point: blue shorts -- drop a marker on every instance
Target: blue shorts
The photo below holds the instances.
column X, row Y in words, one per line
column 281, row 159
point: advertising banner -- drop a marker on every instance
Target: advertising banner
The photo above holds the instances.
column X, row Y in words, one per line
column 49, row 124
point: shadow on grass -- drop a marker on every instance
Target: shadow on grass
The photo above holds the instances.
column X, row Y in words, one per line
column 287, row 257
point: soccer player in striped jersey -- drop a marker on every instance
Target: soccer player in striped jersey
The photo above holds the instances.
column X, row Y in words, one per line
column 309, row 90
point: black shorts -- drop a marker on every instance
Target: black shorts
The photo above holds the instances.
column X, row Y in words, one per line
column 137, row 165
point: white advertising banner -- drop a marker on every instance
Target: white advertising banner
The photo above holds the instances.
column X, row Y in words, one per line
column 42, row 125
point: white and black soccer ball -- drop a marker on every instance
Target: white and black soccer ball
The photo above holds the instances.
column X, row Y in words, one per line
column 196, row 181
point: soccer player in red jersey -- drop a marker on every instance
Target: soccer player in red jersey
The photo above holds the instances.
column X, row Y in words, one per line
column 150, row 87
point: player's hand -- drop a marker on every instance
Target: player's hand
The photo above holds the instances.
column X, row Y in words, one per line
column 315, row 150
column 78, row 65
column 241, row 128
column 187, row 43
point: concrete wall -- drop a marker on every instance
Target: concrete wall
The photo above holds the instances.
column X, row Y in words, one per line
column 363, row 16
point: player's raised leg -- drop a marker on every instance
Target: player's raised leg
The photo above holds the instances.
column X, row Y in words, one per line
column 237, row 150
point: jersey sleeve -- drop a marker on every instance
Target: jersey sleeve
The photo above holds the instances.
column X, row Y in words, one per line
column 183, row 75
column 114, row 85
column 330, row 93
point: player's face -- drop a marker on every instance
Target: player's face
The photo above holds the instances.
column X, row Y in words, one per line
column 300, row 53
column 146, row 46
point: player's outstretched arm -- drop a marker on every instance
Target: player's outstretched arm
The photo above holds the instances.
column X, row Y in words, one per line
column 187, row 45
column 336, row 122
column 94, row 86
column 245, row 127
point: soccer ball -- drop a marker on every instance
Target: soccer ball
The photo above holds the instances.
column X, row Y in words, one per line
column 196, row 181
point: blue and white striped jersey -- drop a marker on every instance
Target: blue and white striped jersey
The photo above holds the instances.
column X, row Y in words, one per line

* * * * * * *

Set down all of the records shown above once more, exactly.

point: blue shorts -- drop a marker on every instance
Target: blue shorts
The photo below holds the instances.
column X, row Y in words, one per line
column 281, row 159
point: advertising banner -- drop a marker on every instance
Target: advertising banner
The photo above holds the instances.
column X, row Y in words, one per line
column 49, row 124
point: shadow on grass -- drop a marker on every instance
Target: shadow on grass
The photo above holds the instances.
column X, row Y in words, one per line
column 287, row 257
point: soccer player in striped jersey -- drop a marker on every instance
Target: soccer player in striped jersey
The photo above holds the instances.
column X, row Y in words, one per line
column 309, row 90
point: black shorts -- drop a marker on every instance
Target: black shorts
The photo above holds the instances.
column X, row Y in words, one per line
column 137, row 165
point: white advertising banner -- drop a marker on every instance
Target: white advertising banner
The photo above holds the instances.
column X, row Y in words, one per line
column 42, row 125
point: white and black soccer ball -- drop a marker on every instance
Target: white and black soccer ball
The photo above holds the instances.
column X, row Y in words, one per line
column 196, row 181
point: soccer player in red jersey -- drop a marker on every instance
Target: soccer player in red jersey
The photo above holds the instances.
column X, row Y in words, one per line
column 150, row 87
point: player's hand -- drop a marker on every instance
Target: player's hand
The photo above holds the instances.
column X, row Y in words, one per line
column 315, row 150
column 78, row 65
column 241, row 128
column 187, row 43
point: concrete wall -- drop a marker on every instance
Target: concrete wall
The photo above holds the instances.
column X, row Y in words, one per line
column 363, row 16
point: player's raised leg -- drop a marker on every instance
Target: player's raised leg
The photo above holds the instances.
column X, row Y in words, one per line
column 237, row 150
point: jersey sleeve -- drop a marker on every instance
Target: jersey sleeve
The photo above holds the instances.
column X, row Y in words, one per line
column 183, row 75
column 114, row 85
column 330, row 93
point: player's face -- drop a marker on every instance
Target: player's face
The photo above holds the instances.
column X, row Y in words, one per line
column 300, row 53
column 146, row 46
point: player's outstretched arm -- drop a marker on every instance
Target: player's outstretched arm
The photo above holds the instances.
column X, row Y in words, one per line
column 187, row 45
column 336, row 122
column 94, row 86
column 245, row 127
point: soccer ball -- drop a marker on every instance
Target: soccer ball
The photo above holds the instances.
column X, row Y in words, one per line
column 196, row 181
point: blue and white striped jersey -- drop a marker on every instance
Target: blue and white striped jersey
The photo above holds the instances.
column X, row Y in words, one per line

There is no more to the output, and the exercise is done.